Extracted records
--------------------------------
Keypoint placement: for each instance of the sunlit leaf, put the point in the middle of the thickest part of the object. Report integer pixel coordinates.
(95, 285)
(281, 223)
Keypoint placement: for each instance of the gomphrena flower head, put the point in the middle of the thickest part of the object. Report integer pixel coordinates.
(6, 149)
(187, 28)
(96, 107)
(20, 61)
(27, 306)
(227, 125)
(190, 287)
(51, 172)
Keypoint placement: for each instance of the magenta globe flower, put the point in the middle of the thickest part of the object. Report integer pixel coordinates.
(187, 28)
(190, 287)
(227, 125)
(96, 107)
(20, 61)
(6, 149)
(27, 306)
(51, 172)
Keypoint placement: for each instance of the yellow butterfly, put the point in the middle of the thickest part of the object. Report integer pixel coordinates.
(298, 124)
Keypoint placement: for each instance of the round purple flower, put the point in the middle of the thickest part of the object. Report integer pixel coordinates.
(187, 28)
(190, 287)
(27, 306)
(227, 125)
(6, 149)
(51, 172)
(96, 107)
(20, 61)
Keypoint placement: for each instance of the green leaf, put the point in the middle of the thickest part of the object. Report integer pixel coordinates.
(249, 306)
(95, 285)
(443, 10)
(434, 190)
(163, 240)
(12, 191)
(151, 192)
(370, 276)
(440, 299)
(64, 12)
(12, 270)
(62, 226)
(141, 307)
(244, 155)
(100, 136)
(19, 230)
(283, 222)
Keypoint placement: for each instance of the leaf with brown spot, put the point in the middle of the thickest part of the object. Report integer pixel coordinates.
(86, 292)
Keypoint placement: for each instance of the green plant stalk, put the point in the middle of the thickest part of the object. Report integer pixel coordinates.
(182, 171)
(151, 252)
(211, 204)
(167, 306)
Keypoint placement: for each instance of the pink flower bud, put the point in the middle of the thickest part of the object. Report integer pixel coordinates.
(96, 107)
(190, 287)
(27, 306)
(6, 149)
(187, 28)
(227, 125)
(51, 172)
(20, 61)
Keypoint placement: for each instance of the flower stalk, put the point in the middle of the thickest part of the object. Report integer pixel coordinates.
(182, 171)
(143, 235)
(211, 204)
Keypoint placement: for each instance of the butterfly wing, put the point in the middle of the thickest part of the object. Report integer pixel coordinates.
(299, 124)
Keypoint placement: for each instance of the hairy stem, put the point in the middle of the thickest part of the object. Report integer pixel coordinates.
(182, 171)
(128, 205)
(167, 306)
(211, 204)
--------------------------------
* Work required:
Repeat each entry above, keeping every word exact.

* Solution for this exercise:
Keypoint placement: for each instance of the sunlit leaf, put the point in the middle of the thickest part of the object. Report integer pixel coordinates.
(95, 285)
(281, 223)
Keypoint placement: for each instance of the gomphrena flower head, put the point in the middle of the thickest part of the object. Report integer pixel coordinates.
(6, 149)
(187, 28)
(96, 107)
(20, 61)
(27, 306)
(227, 125)
(190, 287)
(51, 172)
Keypoint placement: for each instance of the magenta globe flower, put the point in the middle of the thickest part of the object. Report integer pixel coordinates.
(187, 28)
(190, 287)
(227, 125)
(96, 107)
(20, 61)
(6, 149)
(27, 306)
(51, 172)
Keypoint placement: for each instance of the yellow butterfly, put the point in the middle of the thickest part of the object. Report integer pixel coordinates.
(298, 124)
Keypoint placement: for each instance of the round purple flower, put the point in the middle of the thickest part of the object. Report integer pixel coordinates.
(187, 28)
(190, 287)
(27, 306)
(227, 125)
(6, 149)
(51, 172)
(96, 107)
(20, 61)
Keypoint placement: for each instance of the green leaf, put the point in the middle of the thickest part of the object. Report integer pixel coordinates.
(249, 306)
(95, 285)
(443, 10)
(434, 190)
(163, 240)
(12, 191)
(151, 192)
(370, 276)
(440, 299)
(64, 12)
(12, 270)
(62, 226)
(141, 307)
(244, 155)
(100, 136)
(19, 230)
(283, 222)
Keypoint placement: for each instance of the leaf with brown spot, put the point in the middle of the thickest part of the object. Report integer pixel coordinates.
(86, 292)
Keypoint placement: for each instance of the green plant stalk, put the point in the middle of the thickest part of the object. Report integer pixel coordinates.
(182, 171)
(151, 252)
(211, 204)
(167, 306)
Keypoint placement: for each instance of the pink flower bud, put the point in the middle of the thickest part of the object. Report integer pixel coordinates.
(96, 107)
(190, 287)
(27, 306)
(6, 149)
(187, 28)
(227, 125)
(51, 172)
(20, 61)
Keypoint placement: for each instance of the flower stalk, put the point in the middle of the thickest part of the object. Report integer pixel coordinates.
(182, 171)
(143, 235)
(211, 204)
Keypoint placement: for each instance of the butterfly wing, put the point in the middle of the thickest part of the object. Report integer pixel coordinates.
(299, 124)
Keypoint placement: for each instance of the hairy stem, put the point in the middle of the thickest part of the object. Report integer pixel coordinates.
(182, 171)
(128, 205)
(167, 306)
(211, 204)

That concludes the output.